### Supplied passage ###

By Peter Thoms
“Detection and Its Designs provides a number of rich insights on the nature of detective fiction as a genre in which narratives collide and compete for power.”
Lisa Surridge, Letters in Canada
“Interesting insight into the interpretation of the detective story from its earliest origins…These writers would have been flattered to receive such a detailed interpretation of their works.”
Andrew Gasson, George Eliot-George Henry Lewes Studies
Detective fiction is usually thought of as genre fiction, a vast group of works bound together by their use of a common formula. But, as Peter Thoms argues in his investigation of some of the most important texts in the development of detective fiction in the nineteenth century, the very works that establish the genre’s formulaic structure also subvert that structure. Detection and Its Designs reads early detective fiction as a self-conscious form that is suspicious of the detective it ostensibly celebrates, and critical of the authorial power he wields in attempting to reconstruct the past and script a narrative of the crime.

### Record set ###

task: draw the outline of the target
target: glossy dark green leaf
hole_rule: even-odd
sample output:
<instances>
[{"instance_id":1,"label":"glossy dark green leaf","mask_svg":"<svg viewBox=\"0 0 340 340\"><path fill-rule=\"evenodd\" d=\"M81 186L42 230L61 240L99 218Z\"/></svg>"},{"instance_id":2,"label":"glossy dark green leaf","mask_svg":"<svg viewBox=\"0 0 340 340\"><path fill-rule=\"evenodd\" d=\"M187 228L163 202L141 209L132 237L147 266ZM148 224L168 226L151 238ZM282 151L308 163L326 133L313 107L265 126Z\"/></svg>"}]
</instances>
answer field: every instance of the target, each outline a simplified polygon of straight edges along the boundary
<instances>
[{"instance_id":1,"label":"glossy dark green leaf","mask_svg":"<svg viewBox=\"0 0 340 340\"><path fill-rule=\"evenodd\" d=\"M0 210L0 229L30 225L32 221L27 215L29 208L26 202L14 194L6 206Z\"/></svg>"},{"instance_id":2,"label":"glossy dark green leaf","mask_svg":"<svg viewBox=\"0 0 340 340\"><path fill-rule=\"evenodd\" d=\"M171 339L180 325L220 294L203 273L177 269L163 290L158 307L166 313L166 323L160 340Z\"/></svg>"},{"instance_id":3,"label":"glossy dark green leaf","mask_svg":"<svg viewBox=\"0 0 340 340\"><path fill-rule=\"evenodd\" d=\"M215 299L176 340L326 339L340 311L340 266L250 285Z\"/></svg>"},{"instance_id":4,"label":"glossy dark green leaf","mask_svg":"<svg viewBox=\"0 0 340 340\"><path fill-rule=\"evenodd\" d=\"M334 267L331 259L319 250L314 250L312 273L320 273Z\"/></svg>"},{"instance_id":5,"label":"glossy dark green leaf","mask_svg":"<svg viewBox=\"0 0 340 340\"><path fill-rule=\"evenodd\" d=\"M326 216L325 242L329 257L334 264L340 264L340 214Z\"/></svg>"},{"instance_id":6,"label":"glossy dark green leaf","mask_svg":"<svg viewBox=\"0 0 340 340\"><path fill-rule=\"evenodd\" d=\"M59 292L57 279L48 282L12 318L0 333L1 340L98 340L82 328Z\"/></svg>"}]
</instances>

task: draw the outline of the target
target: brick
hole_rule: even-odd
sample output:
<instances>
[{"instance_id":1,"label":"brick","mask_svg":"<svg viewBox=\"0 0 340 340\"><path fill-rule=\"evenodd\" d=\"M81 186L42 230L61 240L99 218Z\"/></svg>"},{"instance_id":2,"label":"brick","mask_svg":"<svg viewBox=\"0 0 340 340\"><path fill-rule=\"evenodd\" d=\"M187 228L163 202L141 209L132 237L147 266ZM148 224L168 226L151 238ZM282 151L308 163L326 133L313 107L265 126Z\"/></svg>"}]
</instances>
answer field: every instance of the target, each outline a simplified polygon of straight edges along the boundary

###

* [Exercise directions]:
For each statement below, say yes or no to whether it agrees with the book blurb on Detection and Its Designs, and quote the deciding words. 1. Detective fiction is commonly regarded as genre fiction. 2. The works that establish the genre's formulaic structure leave that structure unchallenged. 3. The book reads early detective fiction as critical of the authorial power the detective wields.

* [Reply to the exercise]:
1. Yes: "Detective fiction is usually thought of as genre fiction"
2. No: "the very works that establish the genre’s formulaic structure also subvert that structure"
3. Yes: "critical of the authorial power he wields"